TASK INSTRUCTIONS
Retrieve every line of the data holding the word "white".
====
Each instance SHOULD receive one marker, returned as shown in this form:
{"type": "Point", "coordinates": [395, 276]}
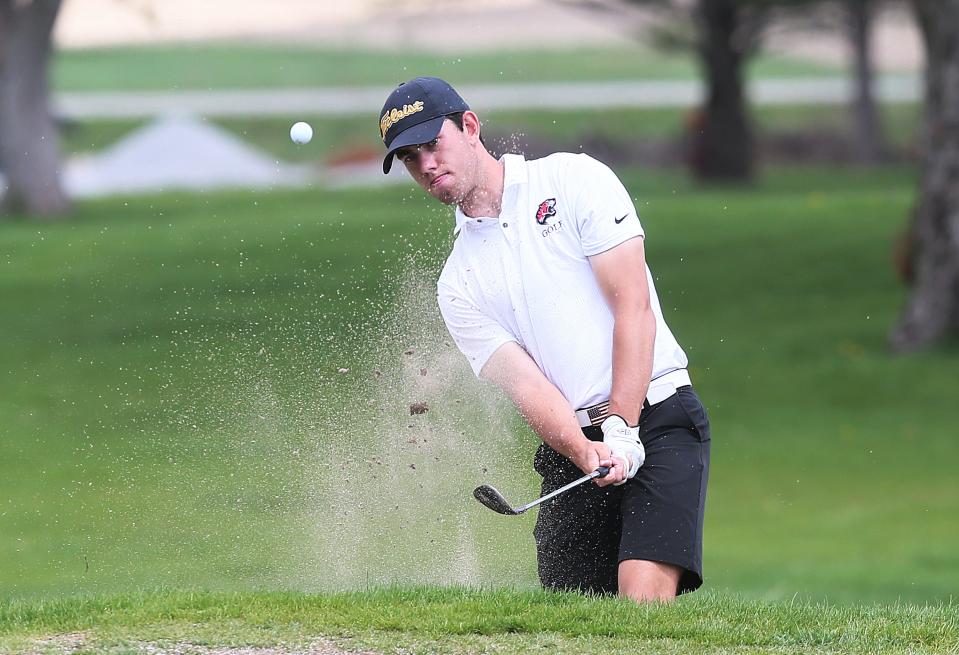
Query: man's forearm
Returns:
{"type": "Point", "coordinates": [634, 336]}
{"type": "Point", "coordinates": [549, 414]}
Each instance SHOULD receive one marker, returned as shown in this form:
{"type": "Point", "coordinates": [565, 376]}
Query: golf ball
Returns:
{"type": "Point", "coordinates": [301, 132]}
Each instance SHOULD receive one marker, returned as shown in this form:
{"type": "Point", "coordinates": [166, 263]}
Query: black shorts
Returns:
{"type": "Point", "coordinates": [582, 535]}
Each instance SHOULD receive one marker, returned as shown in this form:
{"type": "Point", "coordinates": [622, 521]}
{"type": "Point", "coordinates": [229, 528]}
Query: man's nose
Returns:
{"type": "Point", "coordinates": [427, 162]}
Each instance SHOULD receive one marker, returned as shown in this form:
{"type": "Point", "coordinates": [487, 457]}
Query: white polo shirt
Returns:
{"type": "Point", "coordinates": [524, 276]}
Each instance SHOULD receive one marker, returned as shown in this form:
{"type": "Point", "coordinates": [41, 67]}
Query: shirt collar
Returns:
{"type": "Point", "coordinates": [514, 173]}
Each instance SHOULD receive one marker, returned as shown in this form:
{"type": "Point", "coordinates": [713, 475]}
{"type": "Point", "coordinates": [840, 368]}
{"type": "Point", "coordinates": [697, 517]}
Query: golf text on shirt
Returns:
{"type": "Point", "coordinates": [525, 276]}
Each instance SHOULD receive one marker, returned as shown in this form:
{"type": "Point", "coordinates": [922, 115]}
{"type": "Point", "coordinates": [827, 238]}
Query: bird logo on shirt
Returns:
{"type": "Point", "coordinates": [546, 209]}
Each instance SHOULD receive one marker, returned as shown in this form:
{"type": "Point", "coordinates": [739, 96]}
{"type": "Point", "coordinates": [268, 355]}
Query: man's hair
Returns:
{"type": "Point", "coordinates": [457, 120]}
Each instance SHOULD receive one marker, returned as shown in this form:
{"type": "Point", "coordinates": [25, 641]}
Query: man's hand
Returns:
{"type": "Point", "coordinates": [593, 454]}
{"type": "Point", "coordinates": [624, 445]}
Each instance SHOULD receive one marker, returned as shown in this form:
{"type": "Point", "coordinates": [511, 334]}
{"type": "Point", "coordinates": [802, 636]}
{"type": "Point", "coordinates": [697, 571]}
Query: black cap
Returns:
{"type": "Point", "coordinates": [414, 114]}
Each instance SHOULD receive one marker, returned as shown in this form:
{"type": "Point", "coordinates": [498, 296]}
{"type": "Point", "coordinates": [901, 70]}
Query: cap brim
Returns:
{"type": "Point", "coordinates": [413, 136]}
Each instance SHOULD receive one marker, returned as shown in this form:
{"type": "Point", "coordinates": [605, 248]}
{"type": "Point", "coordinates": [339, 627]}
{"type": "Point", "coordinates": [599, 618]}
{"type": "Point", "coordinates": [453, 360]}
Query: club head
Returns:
{"type": "Point", "coordinates": [493, 499]}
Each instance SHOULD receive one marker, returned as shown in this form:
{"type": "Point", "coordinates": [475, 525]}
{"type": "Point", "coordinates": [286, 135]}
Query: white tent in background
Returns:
{"type": "Point", "coordinates": [179, 152]}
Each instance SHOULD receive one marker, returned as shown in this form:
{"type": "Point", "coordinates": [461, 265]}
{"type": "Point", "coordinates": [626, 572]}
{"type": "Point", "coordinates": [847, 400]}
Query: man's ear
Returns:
====
YOUR SOLUTION
Query: white polo shirt
Query: white tent in background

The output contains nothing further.